I recommend no "stay-press" shirts. I like heavy starch. I know this cuts down on their longevity but, as far as I am concerned, dress shirts are a consumable item. White. ecru, or (very) light blue, only. No pink or lavender!

You seem to have a good basic selection of socks for business wear (and yes -- people do care about socks). You could add gray (I am very partial to shades of gray). For business, match/coordinate them with the suit to extend the line. Be sure, always OTC! 

You need more ties. I recommend at least two ties to go with each suit. Add some Brooks Brothers Silk Repp BB#1 Stripe Tie in appropriate colors. When you get to be a bigger fish, you can add some Hermes. 

Be sure to pay close attention to accessories! Per Molloy, black gloves are NG. If leather, then brown or gray is OK. You cannot have too many belts. You need to rotate your black belts so get more than one. You need several belts in shades of "brown", one to try to match each shade of earth tone in your shoe rotation. You need "silver" and "gold" buckets to match other metal in your outfit.
● ● ● ● ●
## Things to do
1. For each statement about the wardrobe advice, say yes or no depending on whether it agrees with the text, and quote the words that decide it: (a) The writer recommends "stay-press" shirts. (b) The writer suggests at least two ties for each suit. (c) The writer suggests gray as a sock color to add.
2. Transcribe the stretch of the wardrobe advice from "You seem to" through "add some Hermes.".
Rely only on the text to do this.

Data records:
● ● ● ● ●
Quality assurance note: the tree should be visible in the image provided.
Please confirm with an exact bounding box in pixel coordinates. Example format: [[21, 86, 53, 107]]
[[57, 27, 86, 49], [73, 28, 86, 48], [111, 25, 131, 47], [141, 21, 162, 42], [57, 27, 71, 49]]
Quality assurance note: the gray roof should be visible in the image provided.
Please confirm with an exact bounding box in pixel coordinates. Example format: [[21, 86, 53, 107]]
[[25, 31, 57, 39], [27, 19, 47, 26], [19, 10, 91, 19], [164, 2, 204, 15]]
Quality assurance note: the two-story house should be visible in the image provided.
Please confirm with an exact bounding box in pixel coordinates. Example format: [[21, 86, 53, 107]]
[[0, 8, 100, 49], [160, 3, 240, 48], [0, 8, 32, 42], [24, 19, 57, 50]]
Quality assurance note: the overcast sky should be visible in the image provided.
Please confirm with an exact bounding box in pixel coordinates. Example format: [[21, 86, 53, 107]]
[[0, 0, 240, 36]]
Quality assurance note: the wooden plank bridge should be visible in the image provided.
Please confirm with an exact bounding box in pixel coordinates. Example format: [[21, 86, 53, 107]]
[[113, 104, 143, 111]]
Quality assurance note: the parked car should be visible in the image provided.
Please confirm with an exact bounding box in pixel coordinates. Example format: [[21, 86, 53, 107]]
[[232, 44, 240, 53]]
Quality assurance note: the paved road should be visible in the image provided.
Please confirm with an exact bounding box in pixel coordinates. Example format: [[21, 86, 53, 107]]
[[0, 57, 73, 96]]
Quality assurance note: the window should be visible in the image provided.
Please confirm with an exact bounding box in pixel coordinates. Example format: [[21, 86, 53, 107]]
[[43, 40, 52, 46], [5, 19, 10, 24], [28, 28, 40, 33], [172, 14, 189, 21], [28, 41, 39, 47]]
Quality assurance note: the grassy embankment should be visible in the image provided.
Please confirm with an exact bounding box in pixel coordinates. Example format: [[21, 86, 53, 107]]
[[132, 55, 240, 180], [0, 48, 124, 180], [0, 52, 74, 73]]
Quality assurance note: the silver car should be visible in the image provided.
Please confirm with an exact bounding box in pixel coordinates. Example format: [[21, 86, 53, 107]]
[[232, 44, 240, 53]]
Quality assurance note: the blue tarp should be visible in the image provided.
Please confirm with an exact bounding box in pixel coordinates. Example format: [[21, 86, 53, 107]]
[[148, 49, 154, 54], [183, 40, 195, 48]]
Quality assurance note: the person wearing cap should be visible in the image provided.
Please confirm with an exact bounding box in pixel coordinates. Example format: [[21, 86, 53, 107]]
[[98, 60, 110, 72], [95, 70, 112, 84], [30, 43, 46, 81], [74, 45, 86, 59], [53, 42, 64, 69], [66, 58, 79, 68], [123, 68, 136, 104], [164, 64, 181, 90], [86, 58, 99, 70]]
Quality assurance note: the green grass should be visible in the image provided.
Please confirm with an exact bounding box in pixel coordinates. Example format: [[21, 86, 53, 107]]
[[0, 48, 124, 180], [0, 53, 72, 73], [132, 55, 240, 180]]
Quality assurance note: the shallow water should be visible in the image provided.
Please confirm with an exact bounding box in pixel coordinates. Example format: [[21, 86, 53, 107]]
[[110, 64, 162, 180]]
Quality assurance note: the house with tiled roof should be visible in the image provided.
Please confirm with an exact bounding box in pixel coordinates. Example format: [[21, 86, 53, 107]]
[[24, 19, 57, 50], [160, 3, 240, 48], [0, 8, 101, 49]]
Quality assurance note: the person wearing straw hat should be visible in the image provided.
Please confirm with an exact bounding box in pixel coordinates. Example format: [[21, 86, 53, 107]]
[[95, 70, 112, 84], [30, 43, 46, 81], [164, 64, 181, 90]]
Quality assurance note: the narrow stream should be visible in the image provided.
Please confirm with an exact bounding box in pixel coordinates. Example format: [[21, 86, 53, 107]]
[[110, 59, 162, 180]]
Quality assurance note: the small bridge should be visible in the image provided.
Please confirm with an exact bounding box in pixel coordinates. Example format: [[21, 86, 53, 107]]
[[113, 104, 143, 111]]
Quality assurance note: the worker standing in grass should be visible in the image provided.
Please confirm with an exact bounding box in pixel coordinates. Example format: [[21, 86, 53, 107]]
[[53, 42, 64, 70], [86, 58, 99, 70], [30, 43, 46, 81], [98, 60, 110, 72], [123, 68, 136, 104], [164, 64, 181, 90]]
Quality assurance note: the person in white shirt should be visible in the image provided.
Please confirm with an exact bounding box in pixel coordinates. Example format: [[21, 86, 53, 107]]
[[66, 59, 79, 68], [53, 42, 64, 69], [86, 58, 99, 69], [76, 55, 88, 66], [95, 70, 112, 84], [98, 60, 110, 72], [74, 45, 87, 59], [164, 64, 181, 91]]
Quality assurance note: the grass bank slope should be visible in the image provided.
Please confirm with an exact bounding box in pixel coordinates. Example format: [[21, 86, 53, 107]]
● ● ● ● ●
## The answers
1.
(a) No: "I recommend no "stay-press" shirts."
(b) Yes: "I recommend at least two ties to go with each suit."
(c) Yes: "You could add gray"

2.
You seem to have a good basic selection of socks for business wear (and yes -- people do care about socks). You could add gray (I am very partial to shades of gray). For business, match/coordinate them with the suit to extend the line. Be sure, always OTC! 

You need more ties. I recommend at least two ties to go with each suit. Add some Brooks Brothers Silk Repp BB#1 Stripe Tie in appropriate colors. When you get to be a bigger fish, you can add some Hermes.